**Exercise:** Print all the entries verbatim.

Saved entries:
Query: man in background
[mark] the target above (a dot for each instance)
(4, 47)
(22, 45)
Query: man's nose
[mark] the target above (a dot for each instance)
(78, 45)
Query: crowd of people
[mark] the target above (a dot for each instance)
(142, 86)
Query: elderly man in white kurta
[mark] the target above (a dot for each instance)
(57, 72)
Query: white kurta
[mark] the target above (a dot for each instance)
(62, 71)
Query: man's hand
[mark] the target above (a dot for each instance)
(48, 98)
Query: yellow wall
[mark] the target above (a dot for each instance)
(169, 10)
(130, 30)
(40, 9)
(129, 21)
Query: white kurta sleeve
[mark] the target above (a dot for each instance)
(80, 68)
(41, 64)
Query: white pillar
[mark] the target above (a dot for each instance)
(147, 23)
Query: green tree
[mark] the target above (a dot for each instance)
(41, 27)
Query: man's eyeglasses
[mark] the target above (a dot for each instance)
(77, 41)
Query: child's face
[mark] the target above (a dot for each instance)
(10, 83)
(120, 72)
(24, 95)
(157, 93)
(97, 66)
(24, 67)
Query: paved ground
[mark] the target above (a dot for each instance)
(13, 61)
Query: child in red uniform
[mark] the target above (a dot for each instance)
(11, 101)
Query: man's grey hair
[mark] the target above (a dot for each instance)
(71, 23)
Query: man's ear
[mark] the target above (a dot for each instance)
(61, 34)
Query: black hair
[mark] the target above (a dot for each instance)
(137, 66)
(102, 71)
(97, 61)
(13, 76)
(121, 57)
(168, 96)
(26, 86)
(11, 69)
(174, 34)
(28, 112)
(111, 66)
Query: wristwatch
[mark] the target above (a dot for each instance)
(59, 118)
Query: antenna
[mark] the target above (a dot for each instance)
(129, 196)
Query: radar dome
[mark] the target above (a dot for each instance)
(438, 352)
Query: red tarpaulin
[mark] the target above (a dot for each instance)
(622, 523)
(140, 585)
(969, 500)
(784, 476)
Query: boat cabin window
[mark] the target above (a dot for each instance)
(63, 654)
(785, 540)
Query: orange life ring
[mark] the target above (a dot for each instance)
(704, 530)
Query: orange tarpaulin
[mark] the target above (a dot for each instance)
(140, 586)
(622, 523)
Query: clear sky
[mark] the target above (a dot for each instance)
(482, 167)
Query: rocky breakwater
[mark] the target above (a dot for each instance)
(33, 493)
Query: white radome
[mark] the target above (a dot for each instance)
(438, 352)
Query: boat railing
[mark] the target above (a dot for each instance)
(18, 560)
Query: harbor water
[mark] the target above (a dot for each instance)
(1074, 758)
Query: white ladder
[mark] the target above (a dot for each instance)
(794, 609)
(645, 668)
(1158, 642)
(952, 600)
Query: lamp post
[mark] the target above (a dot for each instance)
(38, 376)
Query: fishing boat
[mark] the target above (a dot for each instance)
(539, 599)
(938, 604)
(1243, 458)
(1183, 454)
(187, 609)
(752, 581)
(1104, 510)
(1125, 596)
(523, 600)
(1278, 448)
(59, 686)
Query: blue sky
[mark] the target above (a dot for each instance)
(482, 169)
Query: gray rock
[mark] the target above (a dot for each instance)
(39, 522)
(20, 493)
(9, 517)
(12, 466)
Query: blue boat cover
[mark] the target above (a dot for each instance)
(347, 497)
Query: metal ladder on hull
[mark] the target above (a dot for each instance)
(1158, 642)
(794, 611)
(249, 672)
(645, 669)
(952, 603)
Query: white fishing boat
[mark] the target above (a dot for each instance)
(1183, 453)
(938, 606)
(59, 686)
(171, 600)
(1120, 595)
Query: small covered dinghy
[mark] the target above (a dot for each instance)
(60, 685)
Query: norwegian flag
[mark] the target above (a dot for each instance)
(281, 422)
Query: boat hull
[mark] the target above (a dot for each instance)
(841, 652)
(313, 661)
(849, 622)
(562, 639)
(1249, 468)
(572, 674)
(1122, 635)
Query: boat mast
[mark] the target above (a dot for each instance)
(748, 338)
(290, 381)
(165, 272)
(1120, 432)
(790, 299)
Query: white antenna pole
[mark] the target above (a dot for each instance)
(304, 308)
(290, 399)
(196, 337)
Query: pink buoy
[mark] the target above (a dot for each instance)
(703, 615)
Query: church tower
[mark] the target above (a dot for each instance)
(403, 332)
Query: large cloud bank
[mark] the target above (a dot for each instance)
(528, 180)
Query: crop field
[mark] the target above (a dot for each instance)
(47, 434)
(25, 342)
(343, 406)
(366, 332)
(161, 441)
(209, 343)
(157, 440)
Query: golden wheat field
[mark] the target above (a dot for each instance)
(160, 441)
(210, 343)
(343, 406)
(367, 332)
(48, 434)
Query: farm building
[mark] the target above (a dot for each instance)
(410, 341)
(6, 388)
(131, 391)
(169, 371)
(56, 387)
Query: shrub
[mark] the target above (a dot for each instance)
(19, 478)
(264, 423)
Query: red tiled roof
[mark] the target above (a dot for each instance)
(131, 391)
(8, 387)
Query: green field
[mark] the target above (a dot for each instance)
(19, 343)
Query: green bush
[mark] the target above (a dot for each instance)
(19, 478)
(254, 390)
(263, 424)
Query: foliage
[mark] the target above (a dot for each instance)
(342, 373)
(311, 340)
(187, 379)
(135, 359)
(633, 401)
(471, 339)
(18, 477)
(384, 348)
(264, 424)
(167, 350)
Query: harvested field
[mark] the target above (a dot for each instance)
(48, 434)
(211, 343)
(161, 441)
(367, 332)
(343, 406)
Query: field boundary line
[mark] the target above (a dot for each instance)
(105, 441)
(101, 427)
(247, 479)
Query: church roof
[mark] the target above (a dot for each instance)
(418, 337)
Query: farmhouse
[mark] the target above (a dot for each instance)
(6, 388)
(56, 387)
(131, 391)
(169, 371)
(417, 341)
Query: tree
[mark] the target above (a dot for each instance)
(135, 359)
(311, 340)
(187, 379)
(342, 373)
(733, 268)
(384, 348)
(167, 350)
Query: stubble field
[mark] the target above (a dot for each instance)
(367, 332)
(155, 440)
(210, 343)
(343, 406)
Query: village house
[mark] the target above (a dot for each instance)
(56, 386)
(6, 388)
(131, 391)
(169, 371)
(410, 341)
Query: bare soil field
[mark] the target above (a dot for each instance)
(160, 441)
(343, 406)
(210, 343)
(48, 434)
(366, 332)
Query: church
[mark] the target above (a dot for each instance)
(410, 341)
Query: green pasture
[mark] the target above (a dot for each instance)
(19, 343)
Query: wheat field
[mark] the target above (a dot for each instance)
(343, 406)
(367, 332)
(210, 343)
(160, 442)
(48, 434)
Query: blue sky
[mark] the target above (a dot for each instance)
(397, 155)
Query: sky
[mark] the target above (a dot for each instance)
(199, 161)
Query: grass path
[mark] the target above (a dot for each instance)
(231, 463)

**Solved problem:**
Query: man in background
[mark] the target above (a dot for each instance)
(4, 47)
(22, 45)
Query: man's nose
[mark] the target above (a dot for each instance)
(78, 45)
Query: crowd of people
[mark] the target above (a dot for each instance)
(142, 86)
Query: elderly man in white kurta
[mark] the target above (a dot for each instance)
(57, 72)
Query: white kurta
[mark] the target above (a dot for each instance)
(62, 71)
Query: man's hand
[mark] the target above (a dot for each instance)
(48, 98)
Query: yellow wall
[mark] the target above (a dot for each instance)
(169, 10)
(130, 30)
(40, 9)
(129, 21)
Query: white kurta sleeve
[mark] the target above (a dot for each instance)
(80, 68)
(41, 64)
Query: white pillar
[mark] the target above (a dot for each instance)
(147, 23)
Query: green tree
[mark] the target above (a dot for each instance)
(41, 27)
Query: man's eyeglasses
[mark] the target above (a dot for each instance)
(77, 41)
Query: child's face
[mark] the target above (a dot for each instance)
(10, 83)
(120, 72)
(24, 95)
(157, 93)
(97, 66)
(24, 67)
Query: paved ground
[mark] the target above (a dot for each instance)
(13, 61)
Query: child in red uniform
[mark] the target above (a dot for each instance)
(11, 101)
Query: man's grey hair
[mark] the target above (a dot for each instance)
(71, 23)
Query: man's ear
[mark] the target above (a dot for each instance)
(61, 34)
Query: black hair
[mark] the target above (a dot for each instance)
(137, 66)
(102, 71)
(97, 61)
(13, 76)
(121, 57)
(168, 96)
(26, 86)
(11, 69)
(174, 34)
(28, 112)
(111, 66)
Query: wristwatch
[mark] the target above (a dot for each instance)
(59, 118)
Query: antenna
[mark] the target above (a dot for each instance)
(129, 196)
Query: radar dome
[mark] the target above (a dot for each instance)
(438, 352)
Query: red tarpaulin
[mark] the target above (a dot for each instance)
(622, 523)
(140, 585)
(969, 500)
(784, 476)
Query: boat cabin window
[mark] the target above (a dot for each instance)
(63, 654)
(785, 540)
Query: orange life ring
[mark] the target above (a dot for each instance)
(704, 530)
Query: orange tarpaulin
[mark] the target above (a dot for each instance)
(140, 586)
(622, 523)
Query: clear sky
[mark] the target above (a dot for each instance)
(482, 167)
Query: rocky breakwater
[mark] the target above (a dot for each instance)
(33, 493)
Query: white radome
[mark] the target above (a dot for each instance)
(438, 352)
Query: boat railing
[mark] the target above (a dot for each instance)
(18, 560)
Query: harbor water
[mark] the target above (a dot for each instance)
(1074, 758)
Query: white ladder
[mark] the target above (a dot for each instance)
(794, 609)
(645, 668)
(1158, 642)
(952, 600)
Query: lamp post
[mark] the target above (a dot for each instance)
(38, 376)
Query: fishing boat
[mark] the target above (a dot for each instance)
(539, 599)
(938, 604)
(1243, 458)
(1183, 454)
(187, 609)
(752, 581)
(1104, 510)
(1125, 596)
(523, 600)
(1278, 448)
(59, 686)
Query: blue sky
[mark] the target above (a dot for each instance)
(482, 169)
Query: gray rock
[mark] the target above (a dot for each instance)
(39, 522)
(20, 493)
(9, 517)
(12, 466)
Query: blue boat cover
[mark] the target above (a dot for each instance)
(347, 497)
Query: metal ladder on hull
[mark] the target above (a dot for each instance)
(1158, 642)
(794, 611)
(249, 672)
(645, 669)
(952, 603)
Query: white fishing boat
[mark] the target above (a dot for each instance)
(1183, 453)
(938, 606)
(59, 686)
(171, 600)
(1120, 595)
Query: small covered dinghy
[mark] the target above (a dot for each instance)
(60, 685)
Query: norwegian flag
[mark] the target above (a dot for each instance)
(281, 422)
Query: boat hull
[mark] the target above (a dot for each instance)
(841, 652)
(313, 661)
(849, 622)
(562, 639)
(1249, 468)
(572, 674)
(1122, 635)
Query: boat mast
[mark] the target above (a dot for each instance)
(748, 338)
(290, 381)
(165, 272)
(1120, 432)
(790, 299)
Query: white antenna pole
[mark] the target above (a dot for each instance)
(304, 308)
(290, 399)
(196, 337)
Query: pink buoy
[mark] the target above (a dot for each instance)
(703, 615)
Query: church tower
[mark] the target above (a dot for each instance)
(403, 332)
Query: large cloud bank
[mark] the target above (a dot for each instance)
(528, 180)
Query: crop field
[mark] the target above (a dot for each instance)
(47, 434)
(25, 342)
(343, 406)
(366, 332)
(161, 441)
(209, 343)
(157, 440)
Query: golden wheat field
[mark] the target above (a dot for each instance)
(160, 441)
(210, 343)
(343, 406)
(367, 332)
(48, 434)
Query: farm building
[mark] the target above (a dot for each instance)
(410, 341)
(6, 388)
(131, 391)
(169, 371)
(56, 387)
Query: shrub
[mark] the target above (a dot for each instance)
(19, 478)
(264, 423)
Query: red tiled roof
[mark] the target above (a dot for each instance)
(131, 391)
(8, 387)
Query: green field
[mark] the target above (a dot for each instance)
(19, 343)
Query: green bush
[mark] the target above (a dot for each instance)
(19, 478)
(254, 390)
(263, 424)
Query: foliage
[mark] the target above (a dot for each instance)
(342, 373)
(311, 340)
(187, 379)
(135, 359)
(633, 401)
(471, 339)
(18, 477)
(384, 348)
(264, 424)
(167, 350)
Query: harvested field
[mark] the target above (a dot for each instance)
(48, 434)
(211, 343)
(161, 441)
(367, 332)
(343, 406)
Query: field boundary line
[mark] the target above (a dot for each instance)
(105, 441)
(101, 427)
(247, 479)
Query: church roof
[mark] the target above (a dot for each instance)
(418, 337)
Query: farmhouse
[mark] the target above (a dot for each instance)
(6, 388)
(56, 387)
(131, 391)
(169, 371)
(417, 341)
Query: tree
[mark] the target above (a dot for each instance)
(135, 359)
(311, 340)
(187, 379)
(342, 373)
(733, 268)
(384, 348)
(167, 350)
Query: stubble field
[mark] the target above (a dot for each instance)
(367, 332)
(155, 440)
(210, 343)
(343, 406)
Query: village house
[mark] the target above (a dot for each instance)
(56, 386)
(6, 388)
(131, 391)
(169, 371)
(410, 341)
Query: bare soil field
[mark] the target above (a dot for each instance)
(160, 441)
(343, 406)
(210, 343)
(48, 434)
(366, 332)
Query: church
[mark] the target above (a dot for each instance)
(410, 341)
Query: green pasture
[mark] the target above (a dot for each instance)
(19, 343)
Query: wheat field
[mark] the target above (a dot for each instance)
(343, 406)
(367, 332)
(210, 343)
(160, 442)
(48, 434)
Query: blue sky
[mark] the target above (a dot for each instance)
(397, 155)
Query: sky
[mark] the target above (a dot for each instance)
(199, 161)
Query: grass path
[mark] the target above (a dot for each instance)
(231, 463)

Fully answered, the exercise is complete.